>> Start

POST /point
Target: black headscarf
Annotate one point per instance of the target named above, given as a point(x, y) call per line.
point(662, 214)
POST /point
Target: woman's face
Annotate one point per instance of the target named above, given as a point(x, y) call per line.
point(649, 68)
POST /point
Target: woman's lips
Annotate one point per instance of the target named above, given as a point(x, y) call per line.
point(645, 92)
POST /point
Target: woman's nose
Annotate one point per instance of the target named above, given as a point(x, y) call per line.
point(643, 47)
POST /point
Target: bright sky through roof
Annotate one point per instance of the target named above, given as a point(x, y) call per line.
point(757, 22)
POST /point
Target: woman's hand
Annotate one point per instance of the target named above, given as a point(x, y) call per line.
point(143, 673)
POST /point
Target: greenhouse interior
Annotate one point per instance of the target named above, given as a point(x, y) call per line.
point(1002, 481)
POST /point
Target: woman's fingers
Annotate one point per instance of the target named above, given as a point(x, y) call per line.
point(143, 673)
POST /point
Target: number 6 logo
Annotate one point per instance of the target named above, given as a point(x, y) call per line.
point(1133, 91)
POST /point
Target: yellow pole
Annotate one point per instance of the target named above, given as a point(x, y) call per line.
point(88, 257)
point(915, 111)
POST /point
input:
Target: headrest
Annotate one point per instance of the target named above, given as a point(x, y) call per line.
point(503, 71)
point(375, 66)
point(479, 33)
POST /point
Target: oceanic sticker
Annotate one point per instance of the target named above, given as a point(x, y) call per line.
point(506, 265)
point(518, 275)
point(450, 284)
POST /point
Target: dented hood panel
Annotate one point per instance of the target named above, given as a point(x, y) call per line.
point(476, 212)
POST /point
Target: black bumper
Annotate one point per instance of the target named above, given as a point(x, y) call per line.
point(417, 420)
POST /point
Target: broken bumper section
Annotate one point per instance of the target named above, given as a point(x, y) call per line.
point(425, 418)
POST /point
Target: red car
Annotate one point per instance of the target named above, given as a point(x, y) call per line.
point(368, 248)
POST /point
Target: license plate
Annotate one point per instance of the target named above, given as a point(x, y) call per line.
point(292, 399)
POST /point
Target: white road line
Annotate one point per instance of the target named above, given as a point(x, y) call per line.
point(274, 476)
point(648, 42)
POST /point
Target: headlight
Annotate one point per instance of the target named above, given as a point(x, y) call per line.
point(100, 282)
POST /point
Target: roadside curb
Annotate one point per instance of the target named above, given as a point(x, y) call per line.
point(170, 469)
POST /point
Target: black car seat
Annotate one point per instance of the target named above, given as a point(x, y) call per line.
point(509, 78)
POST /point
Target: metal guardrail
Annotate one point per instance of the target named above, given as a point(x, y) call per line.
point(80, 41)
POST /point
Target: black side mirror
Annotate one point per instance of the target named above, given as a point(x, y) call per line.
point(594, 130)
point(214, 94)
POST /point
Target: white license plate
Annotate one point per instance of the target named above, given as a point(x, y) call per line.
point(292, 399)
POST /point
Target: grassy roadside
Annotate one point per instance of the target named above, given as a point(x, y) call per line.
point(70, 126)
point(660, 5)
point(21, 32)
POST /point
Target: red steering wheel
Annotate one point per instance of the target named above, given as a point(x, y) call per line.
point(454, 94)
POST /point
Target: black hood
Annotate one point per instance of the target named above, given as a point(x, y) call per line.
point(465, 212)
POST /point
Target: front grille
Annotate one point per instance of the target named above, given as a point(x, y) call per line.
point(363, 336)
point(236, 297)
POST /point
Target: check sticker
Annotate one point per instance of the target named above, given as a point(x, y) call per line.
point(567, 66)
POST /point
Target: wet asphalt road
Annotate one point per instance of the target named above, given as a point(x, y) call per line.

>> End

| AIM OF THE TASK |
Reproduce the rows word for word, starting at the very first one and ending at the line that contains "point(417, 420)", with both ends included and nothing else.

| RESULT |
POST /point
Target: black headscarf
Annotate one point per instance of the target named above, given as a point(x, y) call per line.
point(662, 214)
POST /point
Target: woman's face
Annotate one point per instance of the target named above, given as a point(x, y) call per line.
point(649, 68)
POST /point
Target: woman's lips
Annotate one point per instance of the target named above, given as a point(x, y) call per line.
point(645, 92)
POST /point
Target: woman's nose
Annotate one point per instance of the target named above, given as a point(x, y) call per line.
point(643, 47)
POST /point
Target: bright sky through roof
Annotate one point per instance of the target named above, given as a point(x, y) call per line.
point(757, 22)
POST /point
Target: woman's hand
Annotate one point per instance of the target named above, given as a point(x, y) call per line.
point(143, 673)
POST /point
Target: greenhouse interior
Annotate one point per instance of the target named above, given as a point(x, y) call per line.
point(1002, 481)
POST /point
Target: woman's fingers
Annotate one point per instance of the target named above, given as a point(x, y) call per line.
point(143, 673)
POST /point
Target: number 6 logo
Annotate one point per instance of the target named above, given as a point(x, y) call per line.
point(1133, 91)
POST /point
Target: yellow pole
Annotate one point per instance of the target named above, given as a point(x, y) call per line.
point(88, 257)
point(915, 111)
POST /point
input:
Target: headrest
Annotate one point per instance of the target named above, given as a point(x, y) call per line.
point(503, 71)
point(375, 66)
point(479, 33)
POST /point
Target: oceanic sticker
Annotate one point per instance of the target named above, given as a point(x, y) call per line.
point(506, 265)
point(518, 275)
point(450, 284)
POST /point
Target: dented hood panel
Annotate one point per instance of the target named above, given as a point(x, y) call per line.
point(476, 212)
POST /point
Target: black bumper
Annotate one point per instance of the target named above, given as a point(x, y) call per line.
point(417, 420)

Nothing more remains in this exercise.